_Requirements_:
Please go through the data below and copy out each line that contains the word "patch".

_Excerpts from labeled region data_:
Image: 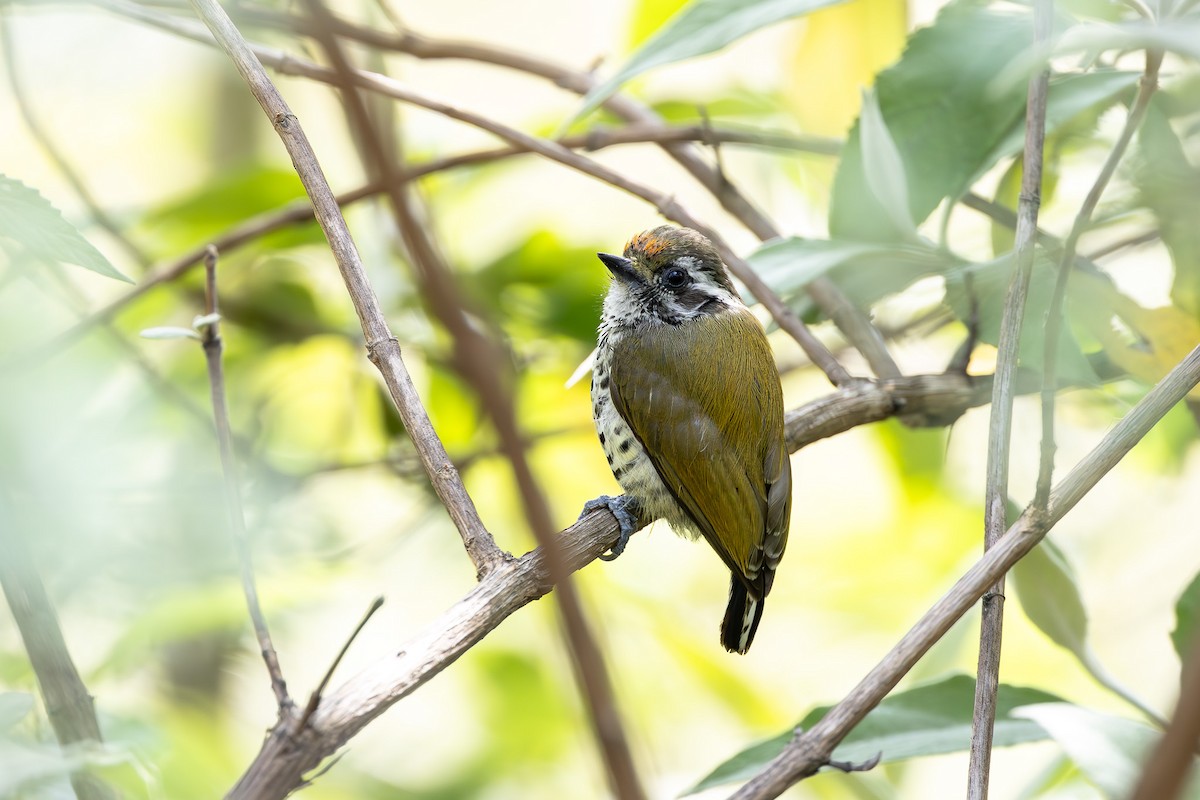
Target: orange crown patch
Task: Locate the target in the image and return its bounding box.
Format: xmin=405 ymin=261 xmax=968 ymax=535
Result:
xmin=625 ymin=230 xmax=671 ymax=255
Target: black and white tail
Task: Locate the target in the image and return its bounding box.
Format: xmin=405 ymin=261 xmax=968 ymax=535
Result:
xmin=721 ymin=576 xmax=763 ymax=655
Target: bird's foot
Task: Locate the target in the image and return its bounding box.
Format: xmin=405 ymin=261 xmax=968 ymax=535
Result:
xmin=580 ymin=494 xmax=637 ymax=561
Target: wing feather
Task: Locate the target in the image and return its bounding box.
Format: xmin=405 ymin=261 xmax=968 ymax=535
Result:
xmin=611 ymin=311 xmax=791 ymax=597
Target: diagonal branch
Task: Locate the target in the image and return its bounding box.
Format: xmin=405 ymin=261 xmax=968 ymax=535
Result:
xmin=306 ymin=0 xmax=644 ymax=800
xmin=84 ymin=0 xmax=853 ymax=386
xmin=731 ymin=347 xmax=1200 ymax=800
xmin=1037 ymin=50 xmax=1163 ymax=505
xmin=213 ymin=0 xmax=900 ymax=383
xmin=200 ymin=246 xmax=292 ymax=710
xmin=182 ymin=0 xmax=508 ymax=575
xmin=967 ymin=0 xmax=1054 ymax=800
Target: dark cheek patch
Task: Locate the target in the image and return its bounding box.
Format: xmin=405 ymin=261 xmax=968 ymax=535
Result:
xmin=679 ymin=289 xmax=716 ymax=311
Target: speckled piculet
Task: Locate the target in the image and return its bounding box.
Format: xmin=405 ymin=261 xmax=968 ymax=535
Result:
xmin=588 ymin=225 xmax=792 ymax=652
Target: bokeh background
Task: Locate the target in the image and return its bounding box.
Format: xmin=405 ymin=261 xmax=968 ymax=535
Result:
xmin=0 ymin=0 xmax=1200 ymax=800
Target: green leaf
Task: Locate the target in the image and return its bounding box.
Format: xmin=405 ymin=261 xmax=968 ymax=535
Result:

_Output of the task_:
Target: orange crown patch
Target: dark cheek patch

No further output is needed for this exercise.